◆ **Brief**:
Carry on the dialogue about Foucault and neoliberalism, starting after its last line.

◆ **Document**:
10. The Politics Of Truth

- Michel Foucault once defined philosophy as the politics of truth.
- Meaning that claims to truth are used politically.
- Yes. Among his latest work was a series of lectures on the history of Neoliberalism.
- What exactly is Neoliberalism?
- A claim there is a naturally occurring mechanism of exchange that creates wealth for all invisibly and without attention. Interference by government can't be legitimate since the process is invisible and in any case it could only be damaged by interference. Civil Society* claims work the same to provide a supporting legal theory: law need not be forced on the people by the government, cooperation and sympathy result from a naturally occurring process just like that of mutual benefit from free exchange.
- Does Foucault say these truth claims are untrue?
- Not a word along those lines. It is not part of his argument.
- Which is?
- That under cover of such ideas power can be exercised. Government, which has different interests from business, was denied by these claims power to interfere. But there is something even more interesting. Invisible hand mechanisms do seem to be at work here in both the marketplace and civil society. However they do not create wealth or civility for the whole, as is claimed, but only to the benefit of the class that promotes and puts into effect these claims. You know how Marx says capital-based production works?
- Refresh my memory.
- Producers pay their employees, then sell the products they made back to them at a price higher than their salary. And where do the employees get the money to pay the higher price if they only have what they've been paid? They are employed further, and they use the extra money they make today to buy the product they made yesterday. The employer finances this new day's payment of salary by borrowing money. That money is created by the state or banks authorized by it. For this system to go on working, to avoid inflation, the cheapening of money, demands a constant increase of production, since money is constantly being increased. Marx described profit as continuous theft from the worker. Another way of looking at it is not so material. The worker already sells his freedom by the hour. In his off work time, he can establish separate economic conditions by cooperating on trust, investing his labor with others' labor, each extends credit to each. But the worker's potential for private credit investment has been limited by his employer's use of state created money to create his profit. The worker is limited to buying those products the employer chooses to make, but also has his practical life subject to economic crashes caused by too great expansion of money. He may have no opportunity to be a producer on his own time if he is forced to change his place of residence or has to spend all his time working.
- I'm not sure I understand.

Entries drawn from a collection
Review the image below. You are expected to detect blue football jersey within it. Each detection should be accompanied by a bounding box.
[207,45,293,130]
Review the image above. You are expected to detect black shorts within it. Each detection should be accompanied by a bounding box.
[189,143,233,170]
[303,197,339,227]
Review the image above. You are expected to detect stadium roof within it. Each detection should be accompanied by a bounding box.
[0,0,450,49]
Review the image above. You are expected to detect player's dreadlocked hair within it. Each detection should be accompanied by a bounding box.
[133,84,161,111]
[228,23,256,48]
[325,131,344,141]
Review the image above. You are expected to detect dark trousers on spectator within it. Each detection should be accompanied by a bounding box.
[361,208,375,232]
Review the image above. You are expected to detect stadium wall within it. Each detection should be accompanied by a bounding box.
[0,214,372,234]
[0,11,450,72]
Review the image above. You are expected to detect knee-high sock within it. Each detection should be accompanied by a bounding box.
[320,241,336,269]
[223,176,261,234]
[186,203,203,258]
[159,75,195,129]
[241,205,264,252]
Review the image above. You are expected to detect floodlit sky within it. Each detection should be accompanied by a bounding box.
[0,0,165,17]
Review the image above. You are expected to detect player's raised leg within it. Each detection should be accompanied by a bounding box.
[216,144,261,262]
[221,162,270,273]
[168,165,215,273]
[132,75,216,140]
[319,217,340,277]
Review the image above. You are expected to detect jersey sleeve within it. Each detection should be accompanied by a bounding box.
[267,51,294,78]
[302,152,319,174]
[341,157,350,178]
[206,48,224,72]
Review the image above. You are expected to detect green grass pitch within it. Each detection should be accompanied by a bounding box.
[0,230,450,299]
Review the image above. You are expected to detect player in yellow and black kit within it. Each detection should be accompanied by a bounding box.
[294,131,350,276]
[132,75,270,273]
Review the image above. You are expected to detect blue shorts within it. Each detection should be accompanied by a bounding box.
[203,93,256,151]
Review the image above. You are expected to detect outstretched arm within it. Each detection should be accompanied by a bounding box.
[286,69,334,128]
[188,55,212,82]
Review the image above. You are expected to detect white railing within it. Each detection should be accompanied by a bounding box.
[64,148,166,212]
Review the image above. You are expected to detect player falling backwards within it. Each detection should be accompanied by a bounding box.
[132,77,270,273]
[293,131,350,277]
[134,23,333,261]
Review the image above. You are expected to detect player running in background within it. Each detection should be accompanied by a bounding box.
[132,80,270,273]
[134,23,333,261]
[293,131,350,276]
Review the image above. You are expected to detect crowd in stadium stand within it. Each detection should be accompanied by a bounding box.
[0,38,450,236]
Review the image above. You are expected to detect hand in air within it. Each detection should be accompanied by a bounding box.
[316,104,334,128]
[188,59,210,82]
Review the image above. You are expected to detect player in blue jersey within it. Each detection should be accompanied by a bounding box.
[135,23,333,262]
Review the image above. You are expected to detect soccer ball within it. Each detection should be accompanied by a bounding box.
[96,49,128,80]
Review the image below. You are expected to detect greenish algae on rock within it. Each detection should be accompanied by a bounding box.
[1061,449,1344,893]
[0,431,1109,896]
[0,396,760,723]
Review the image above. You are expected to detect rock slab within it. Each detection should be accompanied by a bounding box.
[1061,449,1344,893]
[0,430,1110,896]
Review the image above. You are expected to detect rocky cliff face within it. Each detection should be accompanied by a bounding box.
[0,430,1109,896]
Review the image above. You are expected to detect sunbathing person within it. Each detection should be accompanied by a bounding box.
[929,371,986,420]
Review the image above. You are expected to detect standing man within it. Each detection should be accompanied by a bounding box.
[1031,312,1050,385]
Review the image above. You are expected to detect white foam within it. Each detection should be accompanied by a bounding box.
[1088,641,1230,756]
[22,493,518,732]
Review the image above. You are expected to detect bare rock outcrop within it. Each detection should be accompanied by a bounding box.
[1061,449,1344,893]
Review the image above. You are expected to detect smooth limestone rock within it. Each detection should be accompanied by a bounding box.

◆ **Written response**:
- The invisible hand mechanism of production works to take away the economic freedom of the worker, who is subject to his employer's creating his profit by the use of credit. Credit is a choice of who to work with.
- Ok. That's what I don't understand.
- Google makes a claim about the Internet: left to itself, it functions best. Another invisible hand mechanism. Hands off! But look at how Google actually manages the Internet for its customers. The Internet is supposed to open up freely all the information in the world. And what is Google's practice? It makes its profit from advertising that has as its explicit intention to limit customer choice to results Google is paid to favor. Like the employer has monopolized the trust, the credit necessary for economic activity, when workers themselves would like to choose with whom they invest the currency of their credit, an individual searching the Internet for information, choosing himself who to trust, has that choice made for him by advertising. Do you see the connection?
- Say for example I want to research Neoliberalism. Google has sponsored results, articles on sites owned by multinational corporations that pay Google to favor their sites. So I look at them, instead of following my own experience, reaching judgments of whom to trust, and then following the links they send me to. What forces me to take Google's suggestion?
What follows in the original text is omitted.